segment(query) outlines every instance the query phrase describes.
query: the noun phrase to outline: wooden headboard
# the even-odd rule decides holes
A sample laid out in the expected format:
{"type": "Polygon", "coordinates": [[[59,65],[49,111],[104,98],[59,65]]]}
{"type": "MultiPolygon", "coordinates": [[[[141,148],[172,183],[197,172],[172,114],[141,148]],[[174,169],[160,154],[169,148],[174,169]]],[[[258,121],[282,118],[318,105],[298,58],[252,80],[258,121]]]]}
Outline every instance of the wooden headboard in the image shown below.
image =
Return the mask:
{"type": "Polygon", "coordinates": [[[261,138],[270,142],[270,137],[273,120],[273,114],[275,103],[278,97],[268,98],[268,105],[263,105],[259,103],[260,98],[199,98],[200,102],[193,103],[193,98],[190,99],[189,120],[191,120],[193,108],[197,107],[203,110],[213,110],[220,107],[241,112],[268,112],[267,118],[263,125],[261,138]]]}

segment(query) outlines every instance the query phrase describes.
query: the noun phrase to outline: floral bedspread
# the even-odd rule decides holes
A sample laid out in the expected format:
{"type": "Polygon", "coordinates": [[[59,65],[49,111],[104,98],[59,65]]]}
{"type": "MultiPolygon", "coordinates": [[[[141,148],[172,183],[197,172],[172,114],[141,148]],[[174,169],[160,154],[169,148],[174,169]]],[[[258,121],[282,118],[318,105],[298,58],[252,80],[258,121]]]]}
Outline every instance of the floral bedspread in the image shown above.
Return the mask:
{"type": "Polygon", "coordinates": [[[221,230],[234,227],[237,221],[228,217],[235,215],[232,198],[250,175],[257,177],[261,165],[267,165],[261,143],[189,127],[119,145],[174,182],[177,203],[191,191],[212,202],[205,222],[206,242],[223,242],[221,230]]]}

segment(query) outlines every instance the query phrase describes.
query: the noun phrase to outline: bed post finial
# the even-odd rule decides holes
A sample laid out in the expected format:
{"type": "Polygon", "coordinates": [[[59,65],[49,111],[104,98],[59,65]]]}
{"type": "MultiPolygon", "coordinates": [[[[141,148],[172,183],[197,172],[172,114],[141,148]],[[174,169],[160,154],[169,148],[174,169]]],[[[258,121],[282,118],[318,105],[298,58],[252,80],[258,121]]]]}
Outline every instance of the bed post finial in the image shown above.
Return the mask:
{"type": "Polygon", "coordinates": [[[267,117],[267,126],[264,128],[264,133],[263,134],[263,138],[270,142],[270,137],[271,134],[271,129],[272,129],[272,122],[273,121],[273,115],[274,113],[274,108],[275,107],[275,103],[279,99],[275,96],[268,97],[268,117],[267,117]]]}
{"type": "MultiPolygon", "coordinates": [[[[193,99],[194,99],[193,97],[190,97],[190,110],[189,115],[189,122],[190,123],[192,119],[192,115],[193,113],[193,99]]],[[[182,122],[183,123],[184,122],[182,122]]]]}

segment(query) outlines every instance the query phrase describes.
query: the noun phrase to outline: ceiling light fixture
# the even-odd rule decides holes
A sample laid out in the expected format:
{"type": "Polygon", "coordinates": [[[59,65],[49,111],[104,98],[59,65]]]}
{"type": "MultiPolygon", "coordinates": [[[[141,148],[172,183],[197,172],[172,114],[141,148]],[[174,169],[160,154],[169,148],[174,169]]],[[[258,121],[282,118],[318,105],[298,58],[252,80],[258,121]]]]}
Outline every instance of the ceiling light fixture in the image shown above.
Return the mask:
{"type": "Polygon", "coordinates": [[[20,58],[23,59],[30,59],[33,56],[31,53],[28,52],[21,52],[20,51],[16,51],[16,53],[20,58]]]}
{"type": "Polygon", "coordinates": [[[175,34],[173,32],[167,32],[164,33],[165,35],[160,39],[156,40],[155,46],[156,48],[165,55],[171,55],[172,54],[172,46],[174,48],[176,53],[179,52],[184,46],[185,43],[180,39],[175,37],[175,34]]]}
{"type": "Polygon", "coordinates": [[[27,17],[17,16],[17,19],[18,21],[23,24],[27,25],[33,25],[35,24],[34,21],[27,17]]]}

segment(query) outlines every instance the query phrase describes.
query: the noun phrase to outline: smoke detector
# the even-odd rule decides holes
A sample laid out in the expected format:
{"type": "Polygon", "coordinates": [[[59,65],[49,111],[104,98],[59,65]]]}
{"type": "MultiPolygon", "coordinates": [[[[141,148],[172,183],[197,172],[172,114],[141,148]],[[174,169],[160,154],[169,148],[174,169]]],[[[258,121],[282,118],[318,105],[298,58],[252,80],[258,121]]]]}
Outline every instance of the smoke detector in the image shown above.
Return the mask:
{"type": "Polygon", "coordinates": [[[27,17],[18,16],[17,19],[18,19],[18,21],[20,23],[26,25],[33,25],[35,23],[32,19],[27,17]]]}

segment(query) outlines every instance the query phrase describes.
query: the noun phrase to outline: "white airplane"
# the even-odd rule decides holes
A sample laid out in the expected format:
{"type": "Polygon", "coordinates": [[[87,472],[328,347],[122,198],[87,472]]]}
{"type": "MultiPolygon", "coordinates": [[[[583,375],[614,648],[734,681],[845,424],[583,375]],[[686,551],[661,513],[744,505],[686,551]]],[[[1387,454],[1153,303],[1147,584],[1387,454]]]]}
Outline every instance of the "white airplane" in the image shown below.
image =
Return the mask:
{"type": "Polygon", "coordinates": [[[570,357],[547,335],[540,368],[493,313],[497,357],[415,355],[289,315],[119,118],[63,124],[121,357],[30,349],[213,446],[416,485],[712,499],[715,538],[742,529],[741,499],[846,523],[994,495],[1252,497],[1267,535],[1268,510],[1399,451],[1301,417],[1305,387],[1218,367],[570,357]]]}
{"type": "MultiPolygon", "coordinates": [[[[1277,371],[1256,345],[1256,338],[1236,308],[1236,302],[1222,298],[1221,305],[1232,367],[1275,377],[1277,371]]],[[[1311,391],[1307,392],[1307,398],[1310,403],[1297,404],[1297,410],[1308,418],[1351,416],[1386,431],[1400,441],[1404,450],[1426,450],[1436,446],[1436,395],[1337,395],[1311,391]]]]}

.....

Pick out each line in the records above that contains the string "bedspread" and copy those lines. Case counts, so match capital and lowercase letters exactly.

> OUTPUT FOR THIS TASK:
query: the noun phrase to outline: floral bedspread
Outline every instance of the floral bedspread in the image shown above.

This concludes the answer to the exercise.